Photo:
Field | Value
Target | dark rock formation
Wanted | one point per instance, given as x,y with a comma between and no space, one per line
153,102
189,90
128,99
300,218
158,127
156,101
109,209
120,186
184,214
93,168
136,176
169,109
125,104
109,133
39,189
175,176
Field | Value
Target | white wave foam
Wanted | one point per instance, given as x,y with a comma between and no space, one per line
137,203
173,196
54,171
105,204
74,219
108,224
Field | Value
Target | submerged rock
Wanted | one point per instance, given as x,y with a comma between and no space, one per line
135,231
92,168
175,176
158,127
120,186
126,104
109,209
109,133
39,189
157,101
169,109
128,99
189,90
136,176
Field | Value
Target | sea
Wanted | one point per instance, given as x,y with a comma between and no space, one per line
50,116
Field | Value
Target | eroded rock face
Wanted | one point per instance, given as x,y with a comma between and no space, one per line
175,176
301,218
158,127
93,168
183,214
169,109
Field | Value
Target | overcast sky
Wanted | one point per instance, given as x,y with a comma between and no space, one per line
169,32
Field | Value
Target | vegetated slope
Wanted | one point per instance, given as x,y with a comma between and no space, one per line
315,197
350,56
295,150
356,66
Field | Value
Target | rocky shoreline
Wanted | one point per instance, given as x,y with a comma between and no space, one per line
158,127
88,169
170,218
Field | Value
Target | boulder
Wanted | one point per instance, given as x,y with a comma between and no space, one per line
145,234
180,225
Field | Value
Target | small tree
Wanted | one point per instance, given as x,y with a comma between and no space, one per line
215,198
....................
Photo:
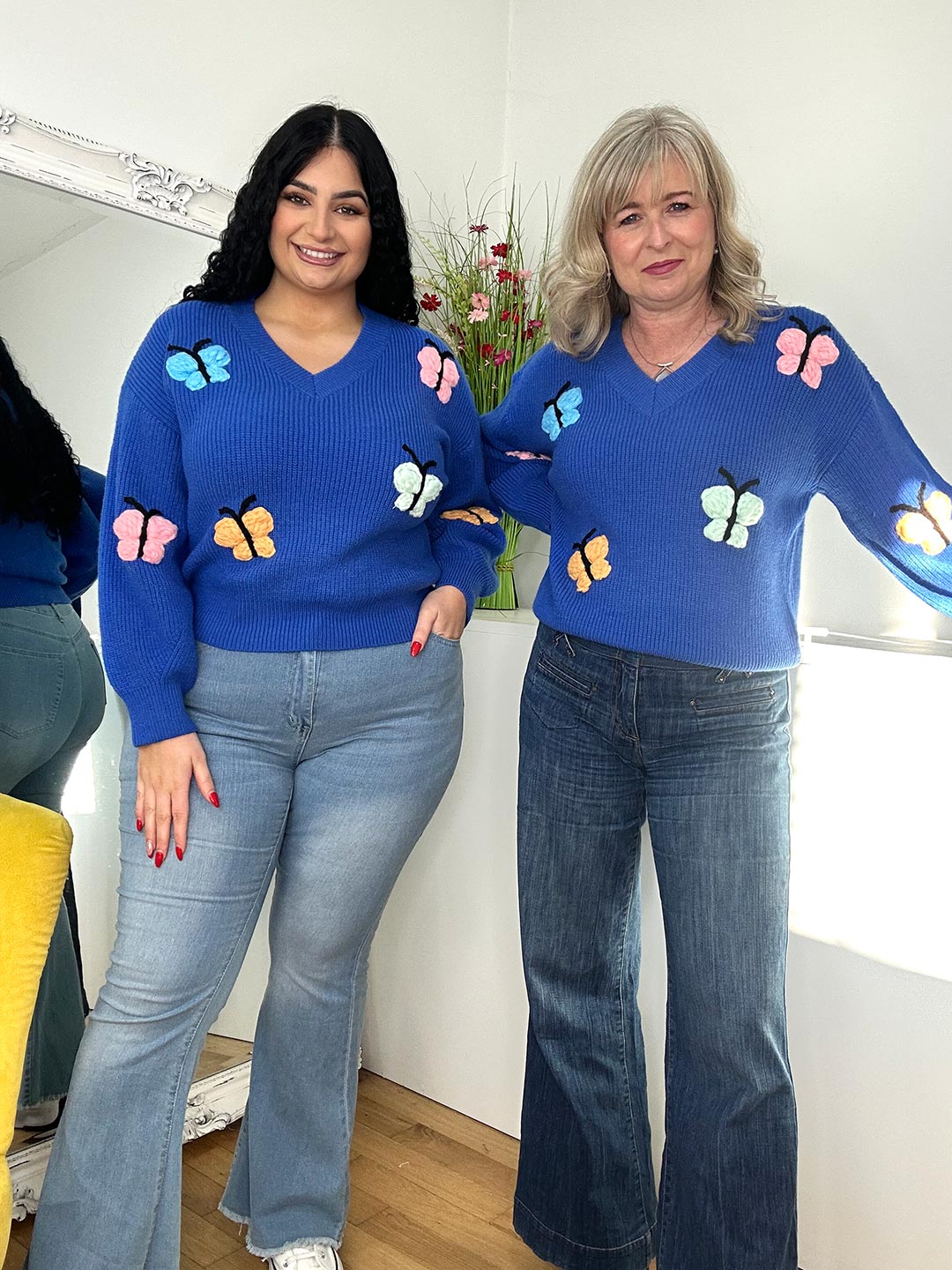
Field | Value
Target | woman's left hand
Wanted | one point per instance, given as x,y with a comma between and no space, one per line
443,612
....................
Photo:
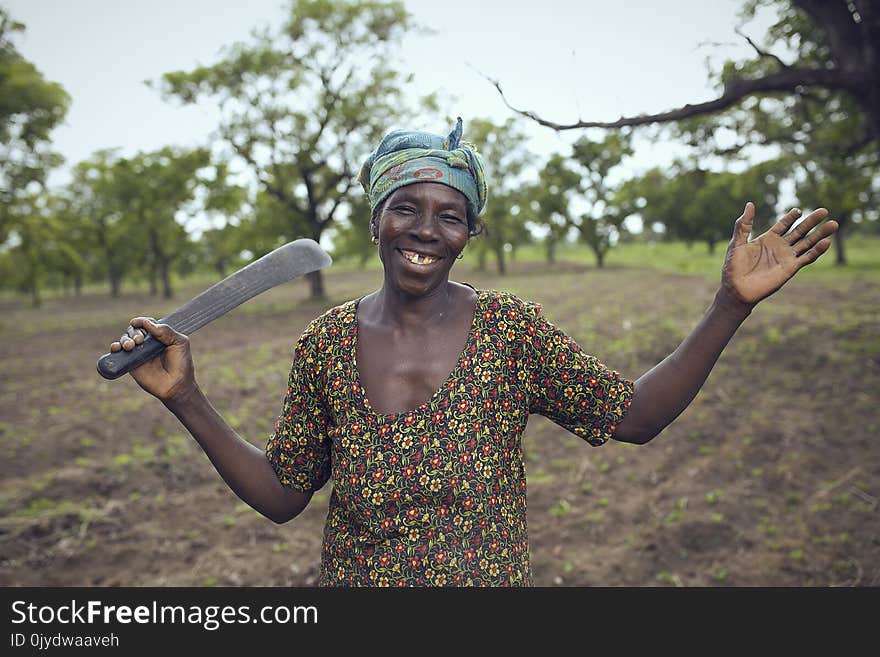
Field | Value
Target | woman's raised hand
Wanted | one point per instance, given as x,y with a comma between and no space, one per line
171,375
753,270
....................
• [EXERCISE AIM]: Return every line in the data above that contains the string "woman".

• [WORKED SOLUTION]:
Target | woman's left hand
Target | woman's raised hand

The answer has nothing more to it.